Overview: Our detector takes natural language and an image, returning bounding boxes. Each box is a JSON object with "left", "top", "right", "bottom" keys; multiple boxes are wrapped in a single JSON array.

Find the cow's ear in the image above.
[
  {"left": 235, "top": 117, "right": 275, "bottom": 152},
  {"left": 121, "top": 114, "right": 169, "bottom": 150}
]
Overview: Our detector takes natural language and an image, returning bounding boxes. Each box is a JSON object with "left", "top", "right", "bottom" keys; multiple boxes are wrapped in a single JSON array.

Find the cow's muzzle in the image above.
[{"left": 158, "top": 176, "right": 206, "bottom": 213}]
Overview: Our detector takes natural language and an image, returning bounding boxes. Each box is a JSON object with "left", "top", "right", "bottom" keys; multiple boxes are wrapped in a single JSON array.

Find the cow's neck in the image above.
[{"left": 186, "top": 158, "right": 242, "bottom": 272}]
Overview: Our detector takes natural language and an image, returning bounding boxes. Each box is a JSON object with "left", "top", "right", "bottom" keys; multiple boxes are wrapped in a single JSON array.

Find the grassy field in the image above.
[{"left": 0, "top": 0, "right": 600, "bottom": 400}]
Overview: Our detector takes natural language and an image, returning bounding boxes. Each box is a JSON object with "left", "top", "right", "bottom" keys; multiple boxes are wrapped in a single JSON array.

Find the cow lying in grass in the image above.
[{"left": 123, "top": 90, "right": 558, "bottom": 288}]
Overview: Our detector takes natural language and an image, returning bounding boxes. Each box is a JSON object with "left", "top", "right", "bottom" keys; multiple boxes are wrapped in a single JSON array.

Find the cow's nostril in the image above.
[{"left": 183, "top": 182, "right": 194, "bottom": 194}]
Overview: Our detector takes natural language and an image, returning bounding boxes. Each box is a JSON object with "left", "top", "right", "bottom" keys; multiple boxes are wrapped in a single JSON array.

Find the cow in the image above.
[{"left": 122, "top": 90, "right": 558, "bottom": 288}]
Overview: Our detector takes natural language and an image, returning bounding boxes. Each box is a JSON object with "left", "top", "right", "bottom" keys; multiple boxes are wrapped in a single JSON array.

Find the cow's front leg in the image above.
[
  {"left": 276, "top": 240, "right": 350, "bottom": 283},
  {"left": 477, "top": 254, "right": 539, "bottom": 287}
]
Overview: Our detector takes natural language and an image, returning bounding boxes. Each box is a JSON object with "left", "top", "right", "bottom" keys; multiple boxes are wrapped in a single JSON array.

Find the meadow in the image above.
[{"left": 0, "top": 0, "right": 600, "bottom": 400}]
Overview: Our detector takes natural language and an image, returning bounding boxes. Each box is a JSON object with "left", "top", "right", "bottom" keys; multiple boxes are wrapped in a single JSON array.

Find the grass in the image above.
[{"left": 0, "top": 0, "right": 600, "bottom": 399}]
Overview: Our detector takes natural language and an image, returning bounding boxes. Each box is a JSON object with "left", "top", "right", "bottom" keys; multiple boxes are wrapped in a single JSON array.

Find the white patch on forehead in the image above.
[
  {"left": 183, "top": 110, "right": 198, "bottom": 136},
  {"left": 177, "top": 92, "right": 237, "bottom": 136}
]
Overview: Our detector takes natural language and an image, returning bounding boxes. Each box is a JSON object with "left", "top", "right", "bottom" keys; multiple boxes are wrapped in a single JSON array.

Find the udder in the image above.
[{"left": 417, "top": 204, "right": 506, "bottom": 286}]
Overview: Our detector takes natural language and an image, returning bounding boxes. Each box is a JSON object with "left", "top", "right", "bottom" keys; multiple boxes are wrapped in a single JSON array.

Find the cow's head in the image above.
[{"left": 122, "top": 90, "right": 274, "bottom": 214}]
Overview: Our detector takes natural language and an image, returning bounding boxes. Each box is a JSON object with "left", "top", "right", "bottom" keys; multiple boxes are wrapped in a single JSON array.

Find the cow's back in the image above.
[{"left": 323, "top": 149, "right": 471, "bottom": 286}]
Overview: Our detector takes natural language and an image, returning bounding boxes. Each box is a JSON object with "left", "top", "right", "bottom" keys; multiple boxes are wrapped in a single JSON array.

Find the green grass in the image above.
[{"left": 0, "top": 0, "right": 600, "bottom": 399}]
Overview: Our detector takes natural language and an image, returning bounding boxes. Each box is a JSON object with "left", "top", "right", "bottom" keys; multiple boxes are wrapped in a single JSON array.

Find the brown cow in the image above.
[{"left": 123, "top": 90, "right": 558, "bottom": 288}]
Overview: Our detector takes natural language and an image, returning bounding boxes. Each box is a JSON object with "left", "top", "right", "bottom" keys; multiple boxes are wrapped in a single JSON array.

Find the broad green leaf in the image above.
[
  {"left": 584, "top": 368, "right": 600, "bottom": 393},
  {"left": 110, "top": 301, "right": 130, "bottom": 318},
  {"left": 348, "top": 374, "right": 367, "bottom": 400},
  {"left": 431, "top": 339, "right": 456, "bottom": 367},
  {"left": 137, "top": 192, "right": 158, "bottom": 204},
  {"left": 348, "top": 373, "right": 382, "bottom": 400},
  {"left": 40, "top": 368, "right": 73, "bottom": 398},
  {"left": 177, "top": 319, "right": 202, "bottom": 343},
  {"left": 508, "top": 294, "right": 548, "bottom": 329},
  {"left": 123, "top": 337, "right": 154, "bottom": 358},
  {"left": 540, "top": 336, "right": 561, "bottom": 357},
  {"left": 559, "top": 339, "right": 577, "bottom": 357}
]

## Short problem
How many lines in the items above contain the word "green"? Case counts. Give only the number.

## Answer to this problem
2